# PROBLEM REQUIREMENTS
Find the line containing "the pup's tail" in the material below; copy that line and all following lines exactly.

— BEGIN —

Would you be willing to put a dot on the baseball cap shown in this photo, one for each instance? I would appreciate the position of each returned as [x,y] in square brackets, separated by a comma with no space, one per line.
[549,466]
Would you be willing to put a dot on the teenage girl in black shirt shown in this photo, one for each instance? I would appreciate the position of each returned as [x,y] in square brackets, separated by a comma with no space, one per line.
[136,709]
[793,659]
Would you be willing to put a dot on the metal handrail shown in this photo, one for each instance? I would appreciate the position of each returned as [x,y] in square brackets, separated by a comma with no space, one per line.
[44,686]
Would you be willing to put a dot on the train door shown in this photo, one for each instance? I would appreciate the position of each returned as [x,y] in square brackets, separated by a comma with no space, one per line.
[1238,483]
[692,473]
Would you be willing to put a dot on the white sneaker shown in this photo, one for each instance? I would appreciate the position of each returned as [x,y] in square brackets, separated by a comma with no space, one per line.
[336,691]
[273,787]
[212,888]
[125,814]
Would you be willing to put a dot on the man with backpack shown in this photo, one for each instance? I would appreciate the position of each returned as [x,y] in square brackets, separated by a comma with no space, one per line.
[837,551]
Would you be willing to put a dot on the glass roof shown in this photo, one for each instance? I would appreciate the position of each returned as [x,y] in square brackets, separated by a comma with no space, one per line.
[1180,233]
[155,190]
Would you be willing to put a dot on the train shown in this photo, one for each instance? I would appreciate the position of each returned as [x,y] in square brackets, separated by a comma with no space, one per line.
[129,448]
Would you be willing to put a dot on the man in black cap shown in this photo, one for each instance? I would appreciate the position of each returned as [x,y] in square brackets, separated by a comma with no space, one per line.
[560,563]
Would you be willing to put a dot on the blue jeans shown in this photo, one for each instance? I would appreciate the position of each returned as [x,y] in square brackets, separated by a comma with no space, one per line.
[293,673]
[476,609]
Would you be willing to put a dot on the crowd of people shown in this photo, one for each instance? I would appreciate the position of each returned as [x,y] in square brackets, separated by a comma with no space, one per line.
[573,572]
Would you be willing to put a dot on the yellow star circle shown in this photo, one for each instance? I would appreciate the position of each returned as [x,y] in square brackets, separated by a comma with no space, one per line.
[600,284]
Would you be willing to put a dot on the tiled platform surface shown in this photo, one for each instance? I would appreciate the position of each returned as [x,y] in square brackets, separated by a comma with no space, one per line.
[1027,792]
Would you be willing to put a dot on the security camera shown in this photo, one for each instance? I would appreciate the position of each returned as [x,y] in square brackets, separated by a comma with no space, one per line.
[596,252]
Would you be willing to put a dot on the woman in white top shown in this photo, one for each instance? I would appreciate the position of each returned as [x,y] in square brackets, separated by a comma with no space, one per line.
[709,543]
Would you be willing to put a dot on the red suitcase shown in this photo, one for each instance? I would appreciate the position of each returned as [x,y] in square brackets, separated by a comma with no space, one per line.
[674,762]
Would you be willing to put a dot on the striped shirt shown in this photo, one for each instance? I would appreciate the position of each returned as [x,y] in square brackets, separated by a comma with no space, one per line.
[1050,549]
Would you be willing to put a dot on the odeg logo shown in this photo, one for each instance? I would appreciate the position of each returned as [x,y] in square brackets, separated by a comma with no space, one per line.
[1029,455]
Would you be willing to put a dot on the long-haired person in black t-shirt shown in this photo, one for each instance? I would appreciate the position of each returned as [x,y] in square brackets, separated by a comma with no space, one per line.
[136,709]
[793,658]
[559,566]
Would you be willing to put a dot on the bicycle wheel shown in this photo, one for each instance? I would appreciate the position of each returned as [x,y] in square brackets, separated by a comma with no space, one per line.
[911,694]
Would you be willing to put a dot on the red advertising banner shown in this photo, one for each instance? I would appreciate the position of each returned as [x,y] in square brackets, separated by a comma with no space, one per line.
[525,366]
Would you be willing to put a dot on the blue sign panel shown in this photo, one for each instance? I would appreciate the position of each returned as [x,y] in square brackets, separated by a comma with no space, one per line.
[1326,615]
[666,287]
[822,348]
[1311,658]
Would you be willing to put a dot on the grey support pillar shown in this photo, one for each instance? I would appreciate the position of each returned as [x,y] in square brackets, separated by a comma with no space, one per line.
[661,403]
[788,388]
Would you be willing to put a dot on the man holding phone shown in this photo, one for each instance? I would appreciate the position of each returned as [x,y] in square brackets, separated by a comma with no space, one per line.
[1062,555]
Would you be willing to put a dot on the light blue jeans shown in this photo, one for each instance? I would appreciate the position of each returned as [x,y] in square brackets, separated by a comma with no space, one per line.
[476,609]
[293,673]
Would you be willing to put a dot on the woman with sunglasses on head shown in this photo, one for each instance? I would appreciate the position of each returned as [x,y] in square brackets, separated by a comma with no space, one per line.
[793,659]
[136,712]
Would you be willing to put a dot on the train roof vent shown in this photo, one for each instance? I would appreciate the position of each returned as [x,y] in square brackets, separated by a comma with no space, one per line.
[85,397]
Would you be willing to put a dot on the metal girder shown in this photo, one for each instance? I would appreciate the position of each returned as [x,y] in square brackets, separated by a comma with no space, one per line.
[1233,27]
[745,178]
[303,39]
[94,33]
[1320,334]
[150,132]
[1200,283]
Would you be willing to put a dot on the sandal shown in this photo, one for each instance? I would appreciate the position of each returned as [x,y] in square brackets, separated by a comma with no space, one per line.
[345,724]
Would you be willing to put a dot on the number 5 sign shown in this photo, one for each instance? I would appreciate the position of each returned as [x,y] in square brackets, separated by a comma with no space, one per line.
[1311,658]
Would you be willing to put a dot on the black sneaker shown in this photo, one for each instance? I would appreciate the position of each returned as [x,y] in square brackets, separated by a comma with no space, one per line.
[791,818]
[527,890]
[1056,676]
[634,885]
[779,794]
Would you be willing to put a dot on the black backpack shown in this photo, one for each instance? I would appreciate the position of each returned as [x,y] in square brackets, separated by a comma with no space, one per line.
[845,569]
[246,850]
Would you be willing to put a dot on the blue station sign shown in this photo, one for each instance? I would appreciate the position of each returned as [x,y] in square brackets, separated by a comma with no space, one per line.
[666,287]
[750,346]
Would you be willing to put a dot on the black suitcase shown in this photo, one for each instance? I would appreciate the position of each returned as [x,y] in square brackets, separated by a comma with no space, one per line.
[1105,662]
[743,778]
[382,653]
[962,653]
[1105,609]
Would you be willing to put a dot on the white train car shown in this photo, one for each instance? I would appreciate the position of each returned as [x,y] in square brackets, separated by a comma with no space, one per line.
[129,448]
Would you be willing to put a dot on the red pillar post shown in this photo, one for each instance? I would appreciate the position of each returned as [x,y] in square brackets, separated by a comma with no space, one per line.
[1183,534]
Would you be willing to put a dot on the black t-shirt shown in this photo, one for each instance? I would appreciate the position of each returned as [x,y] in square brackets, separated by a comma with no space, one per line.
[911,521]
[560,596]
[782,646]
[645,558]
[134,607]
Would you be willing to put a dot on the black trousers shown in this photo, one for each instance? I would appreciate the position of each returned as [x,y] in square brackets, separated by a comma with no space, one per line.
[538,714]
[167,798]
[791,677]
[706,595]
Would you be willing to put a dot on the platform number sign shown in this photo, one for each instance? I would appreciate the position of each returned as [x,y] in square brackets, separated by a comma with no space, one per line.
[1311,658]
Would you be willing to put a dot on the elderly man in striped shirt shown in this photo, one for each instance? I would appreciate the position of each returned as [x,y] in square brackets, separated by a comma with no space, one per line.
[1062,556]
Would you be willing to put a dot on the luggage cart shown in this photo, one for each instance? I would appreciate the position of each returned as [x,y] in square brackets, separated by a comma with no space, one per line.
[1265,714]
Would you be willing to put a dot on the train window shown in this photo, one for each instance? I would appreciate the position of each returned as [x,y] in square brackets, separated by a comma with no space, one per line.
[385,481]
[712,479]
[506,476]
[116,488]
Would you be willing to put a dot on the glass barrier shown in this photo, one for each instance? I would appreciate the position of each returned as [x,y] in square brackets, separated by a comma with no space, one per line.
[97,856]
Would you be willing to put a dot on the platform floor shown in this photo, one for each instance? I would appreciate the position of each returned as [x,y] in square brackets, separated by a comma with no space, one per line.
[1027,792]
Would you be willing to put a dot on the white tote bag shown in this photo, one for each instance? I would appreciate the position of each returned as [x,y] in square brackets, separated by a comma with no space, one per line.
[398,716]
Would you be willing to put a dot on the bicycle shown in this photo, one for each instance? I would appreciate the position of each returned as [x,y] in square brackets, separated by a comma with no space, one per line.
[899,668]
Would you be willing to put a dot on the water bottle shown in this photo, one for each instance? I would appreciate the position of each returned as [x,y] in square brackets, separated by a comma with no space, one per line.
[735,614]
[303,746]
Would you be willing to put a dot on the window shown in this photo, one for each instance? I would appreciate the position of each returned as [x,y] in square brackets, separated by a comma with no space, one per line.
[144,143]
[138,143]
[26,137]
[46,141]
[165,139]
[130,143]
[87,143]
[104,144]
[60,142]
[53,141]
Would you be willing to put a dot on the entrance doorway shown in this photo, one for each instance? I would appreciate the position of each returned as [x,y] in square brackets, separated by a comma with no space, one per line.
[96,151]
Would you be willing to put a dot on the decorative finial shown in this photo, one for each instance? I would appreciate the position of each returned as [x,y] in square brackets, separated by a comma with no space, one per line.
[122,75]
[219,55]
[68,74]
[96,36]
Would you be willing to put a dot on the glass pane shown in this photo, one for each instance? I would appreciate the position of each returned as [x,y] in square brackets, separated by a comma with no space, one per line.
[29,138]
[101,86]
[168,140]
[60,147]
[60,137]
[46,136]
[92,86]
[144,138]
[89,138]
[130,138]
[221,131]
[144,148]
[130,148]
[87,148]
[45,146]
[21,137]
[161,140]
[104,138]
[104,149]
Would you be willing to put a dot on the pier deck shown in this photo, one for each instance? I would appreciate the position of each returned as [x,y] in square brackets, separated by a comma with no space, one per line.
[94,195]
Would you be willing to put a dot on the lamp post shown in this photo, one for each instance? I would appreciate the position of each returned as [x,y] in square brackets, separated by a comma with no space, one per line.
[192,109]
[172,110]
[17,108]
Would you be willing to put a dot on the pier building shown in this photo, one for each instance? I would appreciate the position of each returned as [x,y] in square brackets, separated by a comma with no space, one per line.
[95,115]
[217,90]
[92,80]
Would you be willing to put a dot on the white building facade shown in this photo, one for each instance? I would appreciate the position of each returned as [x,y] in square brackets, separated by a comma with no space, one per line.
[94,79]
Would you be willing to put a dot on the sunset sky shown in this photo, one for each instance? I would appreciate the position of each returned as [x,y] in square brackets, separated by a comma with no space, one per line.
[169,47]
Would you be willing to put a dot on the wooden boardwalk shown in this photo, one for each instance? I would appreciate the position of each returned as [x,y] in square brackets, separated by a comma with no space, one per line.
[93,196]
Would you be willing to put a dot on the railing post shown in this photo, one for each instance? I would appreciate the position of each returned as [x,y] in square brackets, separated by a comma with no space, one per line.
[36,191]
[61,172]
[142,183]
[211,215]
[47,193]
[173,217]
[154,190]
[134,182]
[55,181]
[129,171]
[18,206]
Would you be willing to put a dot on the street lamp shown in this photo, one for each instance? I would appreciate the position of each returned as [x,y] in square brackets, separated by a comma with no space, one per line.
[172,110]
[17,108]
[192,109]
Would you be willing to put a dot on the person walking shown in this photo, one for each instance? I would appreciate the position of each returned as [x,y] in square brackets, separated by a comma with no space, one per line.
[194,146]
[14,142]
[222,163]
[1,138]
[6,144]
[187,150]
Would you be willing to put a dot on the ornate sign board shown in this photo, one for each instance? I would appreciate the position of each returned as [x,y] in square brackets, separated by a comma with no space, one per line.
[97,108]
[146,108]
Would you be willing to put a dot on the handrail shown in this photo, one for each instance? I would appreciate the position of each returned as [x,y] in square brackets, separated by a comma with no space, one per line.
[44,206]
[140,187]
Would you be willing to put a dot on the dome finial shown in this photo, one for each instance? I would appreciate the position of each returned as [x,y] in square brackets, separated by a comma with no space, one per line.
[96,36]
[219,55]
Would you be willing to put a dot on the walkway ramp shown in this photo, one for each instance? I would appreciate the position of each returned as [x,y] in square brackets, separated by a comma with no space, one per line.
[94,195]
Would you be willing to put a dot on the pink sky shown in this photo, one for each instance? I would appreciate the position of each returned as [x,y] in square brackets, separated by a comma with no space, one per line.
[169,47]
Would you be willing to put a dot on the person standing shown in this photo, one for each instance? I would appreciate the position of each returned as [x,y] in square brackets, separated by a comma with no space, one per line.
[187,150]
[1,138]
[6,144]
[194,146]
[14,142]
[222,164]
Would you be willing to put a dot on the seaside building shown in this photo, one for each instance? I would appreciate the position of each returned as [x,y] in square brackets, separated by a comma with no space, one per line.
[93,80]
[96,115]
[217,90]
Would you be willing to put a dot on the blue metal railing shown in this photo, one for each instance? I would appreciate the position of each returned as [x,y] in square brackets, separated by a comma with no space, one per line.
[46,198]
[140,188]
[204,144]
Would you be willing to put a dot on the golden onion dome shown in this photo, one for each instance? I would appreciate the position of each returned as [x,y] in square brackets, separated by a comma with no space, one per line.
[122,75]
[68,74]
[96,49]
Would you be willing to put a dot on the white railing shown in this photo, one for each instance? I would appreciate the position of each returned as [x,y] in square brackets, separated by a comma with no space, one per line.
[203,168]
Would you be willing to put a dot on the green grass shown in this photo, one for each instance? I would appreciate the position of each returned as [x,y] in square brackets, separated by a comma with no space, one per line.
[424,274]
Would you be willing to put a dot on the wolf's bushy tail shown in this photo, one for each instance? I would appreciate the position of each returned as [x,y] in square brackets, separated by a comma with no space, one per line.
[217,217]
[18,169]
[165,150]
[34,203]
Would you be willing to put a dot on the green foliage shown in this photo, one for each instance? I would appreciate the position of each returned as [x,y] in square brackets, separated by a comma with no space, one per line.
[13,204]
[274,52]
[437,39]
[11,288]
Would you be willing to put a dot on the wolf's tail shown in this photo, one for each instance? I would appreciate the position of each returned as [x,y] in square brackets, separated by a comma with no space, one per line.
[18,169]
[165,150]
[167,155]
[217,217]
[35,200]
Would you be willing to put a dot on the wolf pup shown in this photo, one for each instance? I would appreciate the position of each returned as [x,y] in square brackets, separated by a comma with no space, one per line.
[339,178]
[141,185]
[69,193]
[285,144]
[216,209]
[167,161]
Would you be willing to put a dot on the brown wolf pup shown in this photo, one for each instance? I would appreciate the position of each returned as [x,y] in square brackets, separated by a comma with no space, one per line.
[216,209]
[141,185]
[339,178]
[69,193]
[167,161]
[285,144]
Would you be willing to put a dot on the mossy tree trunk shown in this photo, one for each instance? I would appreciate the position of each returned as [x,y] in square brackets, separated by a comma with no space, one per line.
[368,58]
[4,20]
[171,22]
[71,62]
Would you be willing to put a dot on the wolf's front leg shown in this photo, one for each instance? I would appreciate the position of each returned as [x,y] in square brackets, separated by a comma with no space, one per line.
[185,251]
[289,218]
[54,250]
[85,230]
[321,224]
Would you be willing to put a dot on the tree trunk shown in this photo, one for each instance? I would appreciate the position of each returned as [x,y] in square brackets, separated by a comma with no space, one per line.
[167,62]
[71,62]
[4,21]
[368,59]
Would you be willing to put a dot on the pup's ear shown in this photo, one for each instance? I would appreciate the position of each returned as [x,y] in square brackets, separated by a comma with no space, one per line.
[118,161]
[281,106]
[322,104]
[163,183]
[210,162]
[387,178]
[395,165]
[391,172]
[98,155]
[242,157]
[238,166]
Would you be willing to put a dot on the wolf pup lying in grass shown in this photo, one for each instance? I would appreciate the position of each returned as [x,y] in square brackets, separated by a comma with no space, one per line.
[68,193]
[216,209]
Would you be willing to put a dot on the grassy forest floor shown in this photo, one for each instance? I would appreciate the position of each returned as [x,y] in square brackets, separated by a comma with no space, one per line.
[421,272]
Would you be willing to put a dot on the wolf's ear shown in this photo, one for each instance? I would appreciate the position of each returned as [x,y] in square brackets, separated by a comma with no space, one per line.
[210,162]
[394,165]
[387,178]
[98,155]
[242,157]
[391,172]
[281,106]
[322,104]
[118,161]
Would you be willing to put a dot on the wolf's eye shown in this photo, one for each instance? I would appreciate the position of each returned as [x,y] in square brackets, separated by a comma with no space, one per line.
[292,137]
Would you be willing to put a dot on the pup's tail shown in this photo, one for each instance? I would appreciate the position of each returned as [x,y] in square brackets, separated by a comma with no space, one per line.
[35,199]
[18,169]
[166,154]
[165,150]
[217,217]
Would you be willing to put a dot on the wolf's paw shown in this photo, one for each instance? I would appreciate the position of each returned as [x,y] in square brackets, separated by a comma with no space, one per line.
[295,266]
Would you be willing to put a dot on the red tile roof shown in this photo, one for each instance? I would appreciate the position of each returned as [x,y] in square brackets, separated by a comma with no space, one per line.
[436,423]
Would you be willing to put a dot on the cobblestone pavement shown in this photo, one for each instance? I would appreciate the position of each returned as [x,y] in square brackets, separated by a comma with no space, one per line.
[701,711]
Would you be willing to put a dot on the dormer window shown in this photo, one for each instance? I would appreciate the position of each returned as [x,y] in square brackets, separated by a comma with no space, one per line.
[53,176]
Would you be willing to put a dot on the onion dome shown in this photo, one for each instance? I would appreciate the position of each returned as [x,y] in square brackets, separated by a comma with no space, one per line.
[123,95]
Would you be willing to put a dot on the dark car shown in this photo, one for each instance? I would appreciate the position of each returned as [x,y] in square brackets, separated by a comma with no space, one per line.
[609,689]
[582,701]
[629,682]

— END —

# RESPONSE TO THIS TASK
Would you be willing to put a dot on the pup's tail shown in this photo, one for each instance? I would appreciate the position of each returned as [x,y] in square brackets, separated by a comma with no space, one per line.
[35,199]
[18,169]
[166,154]
[165,150]
[217,217]
Would you be willing to put a dot on the wolf's paw shown in this photo, one for each instance? I would appreciate the position of each returned as [x,y] in square brackets, separated by a comma with no space, one per line.
[295,266]
Would you be willing to put a dot on the red tile roof shown in this photo, one for each instance? I would appreciate the position of each returned as [x,y] in square brackets, separated by a comma with no space, one per line.
[436,423]
Would you be willing to put a dot on the cobblestone pavement shown in this photo, one for each instance? I would appreciate the position of each returned as [x,y] in square brackets, separated by a comma with no space, one per line.
[701,711]
Would you be willing to put a dot on the dormer window shown in this photo, one for each instance? I would appreciate the position of each returned as [x,y] in square brackets, separated by a comma with no space, one per line.
[53,176]
Would you be willing to put a dot on the onion dome shown in this photo, one for each instance? I would appreciate the position of each returned as [x,y] in square brackets, separated by a comma with no space, one per line.
[123,95]
Would you be willing to put a dot on the dark car shown in this photo, one for each instance? I would appreciate the position of each returned as [x,y] in square brackets, separated by a comma with no space, one per line.
[609,689]
[582,701]
[629,682]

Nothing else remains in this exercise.